Data listing
## begin

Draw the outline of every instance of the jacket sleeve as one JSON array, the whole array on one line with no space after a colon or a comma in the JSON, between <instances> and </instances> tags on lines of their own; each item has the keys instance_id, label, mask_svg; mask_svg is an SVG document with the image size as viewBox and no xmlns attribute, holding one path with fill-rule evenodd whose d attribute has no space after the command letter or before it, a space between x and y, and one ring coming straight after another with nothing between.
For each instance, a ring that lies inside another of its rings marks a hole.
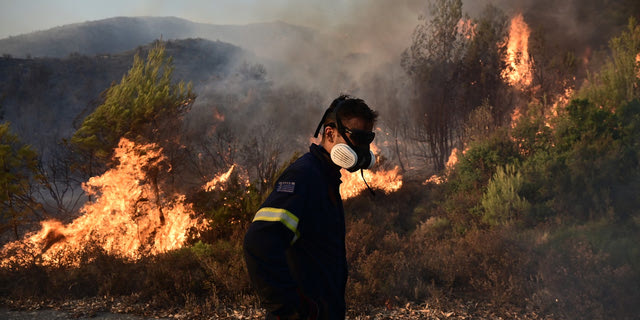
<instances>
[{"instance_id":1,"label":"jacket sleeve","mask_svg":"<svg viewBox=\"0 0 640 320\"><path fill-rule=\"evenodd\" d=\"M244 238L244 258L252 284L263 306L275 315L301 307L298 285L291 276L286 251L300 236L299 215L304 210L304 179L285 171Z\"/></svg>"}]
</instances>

## end

> **REQUIRED TASK**:
Please convert every line of the data into a Markdown table with the columns Number and Data line, numbering the rows and skipping blank lines. Leave the pictures out of the answer.

> **OUTPUT FOR THIS EXERCISE**:
| Number | Data line |
|---|---|
| 1 | Draw the outline of every instance of the jacket sleeve as one JSON array, the whole array on one line with no space after a colon or a comma in the JSON, between <instances> and </instances> tags on lines of their own; each item has the keys instance_id, label, mask_svg; mask_svg is an SVG document with the image size as viewBox and no xmlns attribute, holding one path with fill-rule evenodd whose d attribute has no space after the command letter or before it, a space between x and y, and one ring coming straight after another with nothing between. |
| 2 | For each instance, a ring that lies inside another of its rings marks a hole. |
| 3 | <instances> |
| 4 | [{"instance_id":1,"label":"jacket sleeve","mask_svg":"<svg viewBox=\"0 0 640 320\"><path fill-rule=\"evenodd\" d=\"M244 238L244 258L252 284L263 306L275 315L301 307L298 285L291 276L286 251L300 236L299 215L304 210L304 179L285 171Z\"/></svg>"}] |
| 5 | </instances> |